### Exercise description
Set down all of the entries precisely as they were written.

Collected data:
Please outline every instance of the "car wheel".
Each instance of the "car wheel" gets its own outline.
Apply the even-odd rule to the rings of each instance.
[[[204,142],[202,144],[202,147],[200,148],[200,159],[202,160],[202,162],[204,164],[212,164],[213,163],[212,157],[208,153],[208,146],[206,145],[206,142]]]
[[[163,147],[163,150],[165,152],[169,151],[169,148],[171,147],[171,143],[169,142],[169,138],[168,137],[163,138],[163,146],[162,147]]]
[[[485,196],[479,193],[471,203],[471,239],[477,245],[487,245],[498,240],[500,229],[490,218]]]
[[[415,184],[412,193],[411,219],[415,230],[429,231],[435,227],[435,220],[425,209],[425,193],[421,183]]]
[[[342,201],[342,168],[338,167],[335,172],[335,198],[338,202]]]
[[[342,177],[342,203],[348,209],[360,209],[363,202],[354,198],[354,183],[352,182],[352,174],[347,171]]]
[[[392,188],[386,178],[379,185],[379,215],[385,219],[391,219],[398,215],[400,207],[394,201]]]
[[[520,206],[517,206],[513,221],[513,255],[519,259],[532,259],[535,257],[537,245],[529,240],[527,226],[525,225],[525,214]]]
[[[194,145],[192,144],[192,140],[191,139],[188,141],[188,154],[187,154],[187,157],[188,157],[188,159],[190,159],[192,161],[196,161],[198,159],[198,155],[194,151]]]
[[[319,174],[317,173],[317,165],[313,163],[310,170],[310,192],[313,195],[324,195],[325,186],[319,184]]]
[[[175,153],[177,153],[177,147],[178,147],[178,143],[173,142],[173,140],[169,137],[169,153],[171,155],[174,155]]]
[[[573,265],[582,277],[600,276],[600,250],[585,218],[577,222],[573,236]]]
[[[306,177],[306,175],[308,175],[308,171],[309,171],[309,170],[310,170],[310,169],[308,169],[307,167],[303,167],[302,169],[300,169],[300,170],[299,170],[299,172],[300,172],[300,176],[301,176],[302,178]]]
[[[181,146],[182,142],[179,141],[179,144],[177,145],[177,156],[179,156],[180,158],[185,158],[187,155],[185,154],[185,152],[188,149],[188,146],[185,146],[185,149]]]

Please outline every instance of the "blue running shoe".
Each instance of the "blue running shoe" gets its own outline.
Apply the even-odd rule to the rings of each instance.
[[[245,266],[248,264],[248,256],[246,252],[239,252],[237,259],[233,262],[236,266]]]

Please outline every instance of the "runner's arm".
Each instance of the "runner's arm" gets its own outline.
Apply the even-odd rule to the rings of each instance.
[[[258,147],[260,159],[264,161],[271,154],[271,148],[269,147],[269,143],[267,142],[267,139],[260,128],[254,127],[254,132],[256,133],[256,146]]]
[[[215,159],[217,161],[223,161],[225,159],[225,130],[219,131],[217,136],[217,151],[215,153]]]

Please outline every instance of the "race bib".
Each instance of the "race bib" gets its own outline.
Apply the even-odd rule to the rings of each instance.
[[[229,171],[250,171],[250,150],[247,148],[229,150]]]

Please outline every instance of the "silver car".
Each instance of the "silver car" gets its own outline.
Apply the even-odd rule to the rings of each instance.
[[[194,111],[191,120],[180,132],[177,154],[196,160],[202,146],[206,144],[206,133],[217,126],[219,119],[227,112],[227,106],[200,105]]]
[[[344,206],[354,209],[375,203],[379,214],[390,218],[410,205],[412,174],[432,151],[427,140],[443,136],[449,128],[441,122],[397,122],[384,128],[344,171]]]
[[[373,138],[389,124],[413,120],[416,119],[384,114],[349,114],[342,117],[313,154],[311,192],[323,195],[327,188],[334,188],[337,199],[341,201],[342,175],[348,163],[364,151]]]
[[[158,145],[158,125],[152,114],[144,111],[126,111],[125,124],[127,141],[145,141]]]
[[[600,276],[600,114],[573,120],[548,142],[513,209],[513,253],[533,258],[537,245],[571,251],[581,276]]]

### Written solution
Please outline every instance of the "car wheel".
Each instance of the "car wheel" gets its own outline.
Apply the even-odd rule to the rings of each instance.
[[[204,142],[202,144],[202,147],[200,148],[200,159],[202,160],[202,162],[204,164],[212,164],[213,163],[212,157],[208,153],[208,146],[206,145],[206,142]]]
[[[163,147],[163,150],[165,152],[169,151],[169,148],[171,147],[171,143],[169,142],[169,138],[168,137],[163,138],[163,146],[162,147]]]
[[[485,196],[479,193],[471,203],[471,239],[477,245],[487,245],[498,240],[500,229],[490,218]]]
[[[415,184],[412,193],[411,219],[415,230],[429,231],[435,227],[435,220],[425,209],[425,193],[421,183]]]
[[[342,201],[342,168],[338,167],[335,172],[335,198],[338,202]]]
[[[342,177],[342,203],[348,209],[360,209],[363,202],[354,198],[354,183],[352,182],[352,174],[347,171]]]
[[[392,188],[386,178],[379,185],[379,215],[385,219],[391,219],[398,215],[400,207],[394,201]]]
[[[520,206],[517,206],[513,221],[513,255],[519,259],[532,259],[535,257],[537,245],[529,240],[527,226],[525,225],[525,214]]]
[[[194,145],[192,144],[192,140],[191,139],[188,141],[188,154],[187,154],[187,157],[188,157],[188,159],[190,159],[192,161],[196,161],[198,159],[198,155],[194,151]]]
[[[319,174],[317,173],[317,165],[313,163],[310,170],[310,192],[313,195],[324,195],[325,186],[319,184]]]
[[[175,153],[177,153],[177,147],[178,147],[178,143],[173,142],[173,140],[169,137],[169,153],[171,155],[174,155]]]
[[[573,265],[582,277],[600,276],[600,250],[585,218],[577,222],[573,236]]]
[[[306,177],[306,175],[308,175],[308,171],[309,171],[309,170],[310,170],[310,169],[308,169],[307,167],[303,167],[302,169],[300,169],[300,170],[299,170],[299,172],[300,172],[300,176],[301,176],[302,178]]]
[[[181,146],[182,142],[179,141],[179,144],[177,145],[177,156],[179,156],[180,158],[185,158],[187,155],[185,154],[185,152],[188,149],[188,146],[185,146],[185,149]]]

Please outline every instance of the "blue running shoe".
Each instance of the "blue running shoe" gets its own outline.
Apply the even-odd rule to the rings of each instance.
[[[245,266],[248,264],[248,256],[246,252],[239,252],[237,259],[233,262],[236,266]]]

Please outline every instance of the "runner's arm".
Each instance of the "runner's arm" gets its own outline.
Apply the even-odd rule to the rings of each instance.
[[[258,147],[260,159],[264,161],[271,154],[271,148],[269,147],[269,143],[267,142],[267,139],[260,128],[254,127],[254,132],[256,133],[256,146]]]
[[[215,159],[217,161],[223,161],[225,159],[225,130],[219,131],[217,136],[217,151],[215,153]]]

Please outline every instance of the "race bib".
Each instance of the "race bib" gets its own outline.
Apply the even-odd rule to the rings of each instance.
[[[229,171],[250,171],[250,150],[247,148],[229,150]]]

Please outline every instance of the "silver car".
Each instance of the "silver car" gets its own outline.
Apply the even-odd rule to the rings of each instance.
[[[194,111],[191,120],[180,132],[177,154],[196,160],[202,146],[206,144],[206,133],[217,126],[219,119],[227,112],[227,106],[200,105]]]
[[[344,206],[354,209],[375,203],[379,214],[390,218],[410,205],[412,174],[432,151],[427,140],[443,136],[449,128],[441,122],[397,122],[384,128],[344,171]]]
[[[373,138],[389,124],[413,120],[416,119],[384,114],[349,114],[342,117],[313,154],[311,192],[323,195],[327,188],[334,188],[337,199],[341,201],[342,175],[348,163],[364,151]]]
[[[158,145],[158,125],[152,114],[144,111],[126,111],[125,124],[127,141],[145,141]]]
[[[600,276],[600,114],[573,120],[548,142],[513,209],[513,253],[533,258],[537,245],[571,251],[581,276]]]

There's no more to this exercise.